Contour annotation records:
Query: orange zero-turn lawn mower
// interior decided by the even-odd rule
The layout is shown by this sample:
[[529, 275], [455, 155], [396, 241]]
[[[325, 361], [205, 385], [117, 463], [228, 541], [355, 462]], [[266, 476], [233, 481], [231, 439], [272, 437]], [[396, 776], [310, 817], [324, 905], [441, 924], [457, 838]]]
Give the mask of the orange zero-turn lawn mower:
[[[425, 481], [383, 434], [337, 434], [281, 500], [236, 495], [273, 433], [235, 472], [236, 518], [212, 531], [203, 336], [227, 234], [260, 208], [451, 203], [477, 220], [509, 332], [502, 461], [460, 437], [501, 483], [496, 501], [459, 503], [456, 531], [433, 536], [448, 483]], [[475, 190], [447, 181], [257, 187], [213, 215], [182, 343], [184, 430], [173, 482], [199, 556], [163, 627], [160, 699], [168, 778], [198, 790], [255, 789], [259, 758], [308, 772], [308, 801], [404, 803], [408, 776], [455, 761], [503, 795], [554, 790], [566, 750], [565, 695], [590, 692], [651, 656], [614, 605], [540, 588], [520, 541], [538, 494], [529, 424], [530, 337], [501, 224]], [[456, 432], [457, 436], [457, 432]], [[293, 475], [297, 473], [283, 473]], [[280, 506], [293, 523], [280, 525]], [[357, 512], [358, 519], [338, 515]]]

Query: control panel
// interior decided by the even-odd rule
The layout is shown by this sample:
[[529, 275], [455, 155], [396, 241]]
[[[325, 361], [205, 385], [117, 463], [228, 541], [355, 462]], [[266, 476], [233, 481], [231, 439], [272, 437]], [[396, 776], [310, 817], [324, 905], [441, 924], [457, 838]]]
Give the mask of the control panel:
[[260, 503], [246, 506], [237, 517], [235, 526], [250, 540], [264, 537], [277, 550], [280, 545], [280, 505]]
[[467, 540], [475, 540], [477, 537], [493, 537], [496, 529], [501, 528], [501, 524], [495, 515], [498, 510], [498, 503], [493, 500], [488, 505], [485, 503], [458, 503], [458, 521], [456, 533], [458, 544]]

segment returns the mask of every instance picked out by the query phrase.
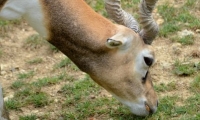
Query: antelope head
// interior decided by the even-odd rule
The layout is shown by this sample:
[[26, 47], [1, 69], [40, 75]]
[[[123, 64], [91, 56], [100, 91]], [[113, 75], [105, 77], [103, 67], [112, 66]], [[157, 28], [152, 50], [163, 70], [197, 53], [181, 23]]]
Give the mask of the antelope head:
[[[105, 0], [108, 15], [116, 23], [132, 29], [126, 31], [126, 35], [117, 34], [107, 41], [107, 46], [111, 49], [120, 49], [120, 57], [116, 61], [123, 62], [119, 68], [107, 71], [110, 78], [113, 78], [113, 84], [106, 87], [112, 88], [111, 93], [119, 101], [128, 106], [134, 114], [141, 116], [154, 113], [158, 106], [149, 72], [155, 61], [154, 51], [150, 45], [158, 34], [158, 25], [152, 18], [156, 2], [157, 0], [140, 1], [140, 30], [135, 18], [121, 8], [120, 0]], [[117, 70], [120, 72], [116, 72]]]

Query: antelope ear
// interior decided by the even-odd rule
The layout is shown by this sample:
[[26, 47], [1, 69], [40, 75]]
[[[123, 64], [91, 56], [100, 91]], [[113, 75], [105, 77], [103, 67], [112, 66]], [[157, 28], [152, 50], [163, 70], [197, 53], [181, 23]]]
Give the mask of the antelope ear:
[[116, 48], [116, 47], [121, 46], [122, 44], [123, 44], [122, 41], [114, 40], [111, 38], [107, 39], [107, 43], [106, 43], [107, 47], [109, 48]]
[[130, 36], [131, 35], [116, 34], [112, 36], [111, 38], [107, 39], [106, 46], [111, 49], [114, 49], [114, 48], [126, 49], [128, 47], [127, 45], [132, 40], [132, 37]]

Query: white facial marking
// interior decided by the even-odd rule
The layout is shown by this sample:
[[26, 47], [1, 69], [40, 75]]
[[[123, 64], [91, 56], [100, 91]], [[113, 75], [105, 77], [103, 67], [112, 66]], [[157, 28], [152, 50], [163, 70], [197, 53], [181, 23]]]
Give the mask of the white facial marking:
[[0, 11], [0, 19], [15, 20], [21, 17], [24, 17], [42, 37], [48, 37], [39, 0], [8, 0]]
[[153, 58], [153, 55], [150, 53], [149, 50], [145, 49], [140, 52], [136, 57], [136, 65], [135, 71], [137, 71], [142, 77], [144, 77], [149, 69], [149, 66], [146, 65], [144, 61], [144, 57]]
---
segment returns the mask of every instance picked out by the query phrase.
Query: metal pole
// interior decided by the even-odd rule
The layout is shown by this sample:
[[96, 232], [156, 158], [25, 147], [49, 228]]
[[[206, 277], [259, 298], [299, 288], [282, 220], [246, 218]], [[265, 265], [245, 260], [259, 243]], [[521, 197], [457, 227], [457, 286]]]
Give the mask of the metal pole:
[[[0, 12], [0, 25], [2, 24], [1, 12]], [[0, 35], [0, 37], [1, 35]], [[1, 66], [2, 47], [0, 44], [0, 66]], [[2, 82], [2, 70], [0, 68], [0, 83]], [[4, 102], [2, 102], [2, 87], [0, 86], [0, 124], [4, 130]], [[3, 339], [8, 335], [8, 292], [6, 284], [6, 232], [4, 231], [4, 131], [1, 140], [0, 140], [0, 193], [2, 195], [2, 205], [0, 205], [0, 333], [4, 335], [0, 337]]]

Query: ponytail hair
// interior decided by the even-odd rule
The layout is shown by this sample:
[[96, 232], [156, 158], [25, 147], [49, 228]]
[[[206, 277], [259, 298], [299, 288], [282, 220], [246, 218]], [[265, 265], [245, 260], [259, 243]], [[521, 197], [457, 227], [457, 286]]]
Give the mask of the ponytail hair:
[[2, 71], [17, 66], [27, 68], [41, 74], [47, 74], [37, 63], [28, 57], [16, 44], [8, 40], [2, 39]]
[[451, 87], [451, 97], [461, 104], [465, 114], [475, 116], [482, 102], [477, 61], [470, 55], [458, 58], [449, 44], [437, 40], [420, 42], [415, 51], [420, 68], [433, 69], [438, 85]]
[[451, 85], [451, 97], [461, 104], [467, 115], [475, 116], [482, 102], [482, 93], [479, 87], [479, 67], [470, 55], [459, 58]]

What is asked: Arrange the records as a Markdown table with the columns Row and Line, beginning with the line that contains "Query: white facial marking" and continuing through the line that contains "61], [144, 57]]". Give only those lines, one per row, and leave out any blank lines.

Written response:
| Row | Line |
|---|---|
| 1 | Query: white facial marking |
| 2 | // interior decided by the even-odd rule |
| 3 | The layout is shown by this sample: |
| 4 | [[26, 47], [1, 69], [40, 75]] |
| 5 | [[[123, 64], [91, 56], [100, 91]], [[113, 75], [105, 77], [103, 67], [112, 66]], [[157, 28], [152, 50], [163, 70], [197, 53], [181, 23]]] |
| 6 | Give the mask of the white facial marking: |
| 7 | [[0, 11], [0, 19], [15, 20], [21, 17], [24, 17], [42, 37], [48, 37], [39, 0], [8, 0]] |
| 8 | [[153, 58], [153, 55], [150, 53], [149, 50], [145, 49], [140, 52], [136, 57], [136, 65], [135, 71], [137, 71], [142, 77], [144, 77], [149, 69], [149, 66], [146, 65], [144, 61], [144, 57]] |